El que no corre, no gana
Hubo una época donde el verbo “correr” fue señalado por los protectores del buen juego como una tarea incompatible con el talento. Correr era una obligación, un deber, un sacrificio y hasta un martirio para aquellos equipos, jugadores y entrenadores, que se entregaban al trato de balón como recurso único.
Así, fue estigmatizada una clase de futbolistas denominados atletas o correlones; y ya lo sabemos, nadie paga un boleto para ver un futbolista correr, se paga para verlo jugar.
El futbol no es atletismo, ni una carrera de fondo -decían-, quienes defendían que, para jugarlo bien, era indispensable correr lo mínimo: que corra la pelota o que corra el rival que no sabe jugar la pelota; aseguraban. Pero el fondo físico, más fácil de adquirir que los fundamentos del juego, fue ganando terreno al talento natural. De pronto, los grandes equipos llenaron sus campos de jugadores con una enorme disposición para ir y venir, bajar y subir, apretar, marcar, presionar; es decir: correr, correr y correr.

** Datos proporcionados **
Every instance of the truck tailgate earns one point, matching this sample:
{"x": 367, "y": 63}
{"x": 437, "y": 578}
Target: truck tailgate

** Consignas **
(1) En el fragmento sobre el fútbol y el hecho de correr, ¿qué era más fácil de adquirir que los fundamentos del juego?
(2) Prolonga el fragmento sobre el fútbol y el hecho de correr a partir de su última oración.

** Respuestas **
(1) El fondo físico.

(2)
El futbol transitó por ese camino en el que, sin demeritar las capacidades atléticas, se volvió ordinario. Desde luego siguieron existiendo jugadores cuya agudeza para interpretar las condiciones establecidas destacaban por encima del resto, aunque eran vistos como una alteración del severo sistema de juego. Pero como sucede con todo proceso evolutivo, alguien se adaptó mejor que los demás y entonces correr, dejó de ser un tormento para convertirse en una herramienta que multiplicaba al talento.
Ningún entrenador explicó, interpretó y aplicó mejor el verbo “correr”, que Guardiola: el que no corría, no jugaba, y si Messi, que era el que mejor jugaba, también era el que más corría, entonces correrían todos. Para recuperar la pelota había que correr y para mantener la pelota, seguir corriendo para ofrecer múltiples opciones de pase al compañero. Hoy, equipo que no corre, no gana.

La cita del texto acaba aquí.